What you have to do:
Extract all data as written.
### Input ###
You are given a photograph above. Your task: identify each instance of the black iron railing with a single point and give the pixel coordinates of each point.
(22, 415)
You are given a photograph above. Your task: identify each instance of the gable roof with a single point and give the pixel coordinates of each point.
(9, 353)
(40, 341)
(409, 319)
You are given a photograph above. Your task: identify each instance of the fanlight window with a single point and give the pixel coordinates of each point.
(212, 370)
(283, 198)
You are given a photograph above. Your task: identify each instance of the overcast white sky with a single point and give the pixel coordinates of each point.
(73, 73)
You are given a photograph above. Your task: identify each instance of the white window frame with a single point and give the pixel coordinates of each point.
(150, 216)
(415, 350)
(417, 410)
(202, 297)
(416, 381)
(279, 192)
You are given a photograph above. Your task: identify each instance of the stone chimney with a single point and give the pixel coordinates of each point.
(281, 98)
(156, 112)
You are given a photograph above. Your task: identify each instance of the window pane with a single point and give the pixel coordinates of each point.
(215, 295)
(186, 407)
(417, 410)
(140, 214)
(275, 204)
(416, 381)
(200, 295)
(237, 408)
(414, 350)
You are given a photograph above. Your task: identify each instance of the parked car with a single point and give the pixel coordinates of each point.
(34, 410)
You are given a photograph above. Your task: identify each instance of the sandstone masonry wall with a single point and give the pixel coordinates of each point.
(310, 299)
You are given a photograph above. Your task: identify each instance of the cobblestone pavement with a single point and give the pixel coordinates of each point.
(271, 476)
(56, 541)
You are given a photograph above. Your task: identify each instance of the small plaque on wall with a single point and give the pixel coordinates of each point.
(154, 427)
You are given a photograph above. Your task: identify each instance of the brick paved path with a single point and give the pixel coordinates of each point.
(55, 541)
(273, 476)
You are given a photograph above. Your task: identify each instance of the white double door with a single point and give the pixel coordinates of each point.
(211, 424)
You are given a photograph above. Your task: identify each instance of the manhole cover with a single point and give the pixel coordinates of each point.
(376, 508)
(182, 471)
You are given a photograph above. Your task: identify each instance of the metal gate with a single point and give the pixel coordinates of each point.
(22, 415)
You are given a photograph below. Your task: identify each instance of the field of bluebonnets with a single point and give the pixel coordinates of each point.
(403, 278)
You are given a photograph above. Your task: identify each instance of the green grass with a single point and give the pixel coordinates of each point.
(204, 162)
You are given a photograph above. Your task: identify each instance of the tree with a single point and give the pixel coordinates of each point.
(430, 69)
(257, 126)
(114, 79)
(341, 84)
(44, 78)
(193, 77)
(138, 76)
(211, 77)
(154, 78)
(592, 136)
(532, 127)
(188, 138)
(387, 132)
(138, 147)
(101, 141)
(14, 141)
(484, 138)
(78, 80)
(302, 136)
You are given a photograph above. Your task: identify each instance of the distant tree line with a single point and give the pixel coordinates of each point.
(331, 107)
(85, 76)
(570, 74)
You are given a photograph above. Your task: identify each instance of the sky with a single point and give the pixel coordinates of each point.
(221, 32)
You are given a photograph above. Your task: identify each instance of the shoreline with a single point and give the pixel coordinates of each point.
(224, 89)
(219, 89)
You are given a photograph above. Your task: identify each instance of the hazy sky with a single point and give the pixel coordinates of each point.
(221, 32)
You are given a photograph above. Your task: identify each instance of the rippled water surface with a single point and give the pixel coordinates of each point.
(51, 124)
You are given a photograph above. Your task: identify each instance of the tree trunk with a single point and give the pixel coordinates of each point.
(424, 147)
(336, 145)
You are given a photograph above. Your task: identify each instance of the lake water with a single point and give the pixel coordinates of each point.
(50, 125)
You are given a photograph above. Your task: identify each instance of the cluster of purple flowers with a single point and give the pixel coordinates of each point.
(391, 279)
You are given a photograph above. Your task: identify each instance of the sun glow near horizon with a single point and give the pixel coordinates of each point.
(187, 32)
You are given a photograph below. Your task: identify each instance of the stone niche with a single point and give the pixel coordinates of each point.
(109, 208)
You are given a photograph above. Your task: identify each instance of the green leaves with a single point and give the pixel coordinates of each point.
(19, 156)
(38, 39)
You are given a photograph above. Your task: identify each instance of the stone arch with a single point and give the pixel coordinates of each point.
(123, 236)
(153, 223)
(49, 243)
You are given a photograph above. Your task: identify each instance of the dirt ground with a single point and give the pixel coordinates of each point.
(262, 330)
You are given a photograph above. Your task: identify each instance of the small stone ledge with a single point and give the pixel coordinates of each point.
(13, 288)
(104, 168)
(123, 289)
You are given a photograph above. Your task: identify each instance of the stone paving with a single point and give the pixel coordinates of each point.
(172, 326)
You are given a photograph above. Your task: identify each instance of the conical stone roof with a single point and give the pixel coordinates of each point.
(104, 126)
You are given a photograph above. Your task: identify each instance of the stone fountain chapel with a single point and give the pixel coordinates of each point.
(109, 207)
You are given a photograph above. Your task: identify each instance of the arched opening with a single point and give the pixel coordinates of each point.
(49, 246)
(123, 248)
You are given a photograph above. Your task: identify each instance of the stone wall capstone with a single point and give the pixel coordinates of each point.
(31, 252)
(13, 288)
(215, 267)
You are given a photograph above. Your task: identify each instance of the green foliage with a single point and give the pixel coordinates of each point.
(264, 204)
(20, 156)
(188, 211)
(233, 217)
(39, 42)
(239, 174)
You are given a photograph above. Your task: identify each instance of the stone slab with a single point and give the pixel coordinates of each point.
###
Written response:
You are given a photograph above. Your task: identify each instance of the black iron railing with a single point and give the pixel coordinates of each point.
(22, 415)
You are given a photograph above. Your task: identify each instance of the gable roof with a single point and give the pixel coordinates of each point.
(9, 353)
(40, 341)
(409, 319)
You are given a photograph above. Your task: identify each instance of the fanlight window with a single point and give the pixel coordinates of each point.
(212, 370)
(283, 198)
You are given a photograph above. Your task: identify each instance of the overcast white sky with a single point and give the pixel coordinates of each point.
(73, 73)
You are given a photograph above. Your task: identify each instance of the white window frame with a single point and give the pixel coordinates of each point.
(150, 216)
(415, 350)
(417, 410)
(202, 297)
(416, 381)
(279, 192)
You are given a photograph above. Your task: identify each instance of the stone chimney with a single point and give the pixel coordinates of each point.
(281, 98)
(156, 112)
You are given a photograph above. Your task: identify each instance of the window pane with a single point and give the pixel coordinates of each point.
(215, 295)
(186, 407)
(417, 410)
(140, 214)
(275, 204)
(416, 381)
(200, 295)
(237, 408)
(414, 350)
You are given a photograph above. Your task: identify each instance of the parked car with a single point and give the pixel coordinates of each point.
(34, 410)
You are given a photograph above. Your task: identify each instance of the sandstone masonry wall with a single point and give the pixel coordinates of each point.
(310, 299)
You are given a photograph above. Your task: identify each instance of the cobblestone pavement with a single point and give the pixel coordinates of each point.
(271, 476)
(56, 541)
You are given a photograph above. Your task: identify each instance of the small plaque on wall with a single point and give the pixel coordinates of each point.
(154, 427)
You are given a photograph above. Your task: identify each instance of the brick paved path with a single point and give the pixel coordinates of each point.
(55, 541)
(273, 476)
You are given a photograph above. Your task: identify each instance of the white double door with a single point and give the pixel coordinates of each point.
(211, 424)
You are given a photograph above. Your task: identify each instance of the manhole cover with a single point and give the pixel coordinates of each point.
(376, 508)
(182, 471)
You are given a photograph above. Your task: identify each instance of the metal gate with a single point and give the pixel coordinates of each point.
(22, 415)
You are given a photograph below. Your task: identify each instance of the field of bluebonnets with a single point and give the pixel coordinates of each point.
(403, 278)
You are given a photograph above. Your task: identify each instance of the green grass with a single point and give the pixel coordinates of each point.
(204, 162)
You are given a photograph above. Your task: identify each instance of the tree with a single point and give the pixel coordinates of each point.
(430, 69)
(257, 126)
(114, 79)
(341, 84)
(44, 78)
(193, 77)
(138, 76)
(211, 77)
(154, 78)
(592, 136)
(532, 127)
(188, 138)
(387, 132)
(138, 147)
(101, 141)
(14, 141)
(484, 138)
(78, 80)
(302, 136)
You are given a photograph above. Your task: identify each instance of the distant tree line with a single point and give the pixel coordinates of each point.
(331, 107)
(85, 76)
(570, 74)
You are given a photograph above. Your task: identify each instance of the sky with a single point and give the pixel coordinates of each point.
(221, 32)
You are given a photograph above. Your task: identify each instance of the shoreline with a single point and give the pixel coordinates of each point.
(224, 89)
(219, 89)
You are given a photograph above. Your task: identify each instance of the hazy sky with a single point and give the pixel coordinates of each point.
(221, 32)
You are given a photograph above. Your task: identify each instance of the rippled water surface with a single point and give the pixel coordinates of each point.
(51, 124)
You are given a photograph above. Your task: identify each instance of the tree trunk with a single point and give the pixel coordinates of each point.
(424, 147)
(336, 145)
You are given a photograph above. Your task: identify each instance of the lake water with a single point and give the pixel coordinates of each point.
(50, 125)
You are given a photograph above. Your task: identify each instance of the cluster of purple flowers with a single point and give the pixel coordinates of each point.
(391, 279)
You are given a photograph above. Your task: identify each instance of the sun glow near horizon with a single point and give the pixel coordinates of each point.
(187, 32)
You are given a photograph below. Your task: identify each instance of the stone niche with a single point and give the pixel coordinates of each point.
(109, 208)
You are given a photograph above. Your task: identify each instance of the green leaves with a single point and give the pixel coordinates of each point.
(19, 156)
(38, 39)
You are given a photograph above. Your task: identify each instance of the stone arch with a single point and give the pixel coordinates of each point.
(123, 236)
(153, 223)
(49, 243)
You are given a photograph above. Your task: identify each instance of the dirt ground with a single point and give the pixel coordinates of each point.
(262, 330)
You are given a photograph above. Your task: identify each instance of the small stone ledge with a single point and give the pixel coordinates of each point.
(13, 288)
(104, 168)
(123, 289)
You are given a photograph above. Your task: identify each instance of the stone paving with a single point and give the pixel coordinates of each point.
(172, 326)
You are given a photograph above. Your task: identify each instance of the conical stone roof with a single point and give the pixel coordinates of each point.
(104, 126)
You are given a photograph above. Your task: identify each instance of the stone fountain chapel with a single point and give the pixel coordinates of each point.
(109, 207)
You are given a photograph above. Your task: identify each instance of the arched opening with a single point and give the pixel coordinates of each point.
(49, 246)
(123, 248)
You are given a photograph above. Your task: identify each instance of the stone wall capstone with a single point and give the pixel coordinates of each point.
(31, 252)
(13, 288)
(215, 267)
You are given a photograph above. Your task: identify each instance of the green foliage with a single point and give the pixel coordinates of each point.
(264, 204)
(20, 156)
(188, 211)
(233, 217)
(39, 42)
(239, 174)
You are given a photograph above. Your task: identify each instance of the stone slab with a single point and give the pixel coordinates of each point.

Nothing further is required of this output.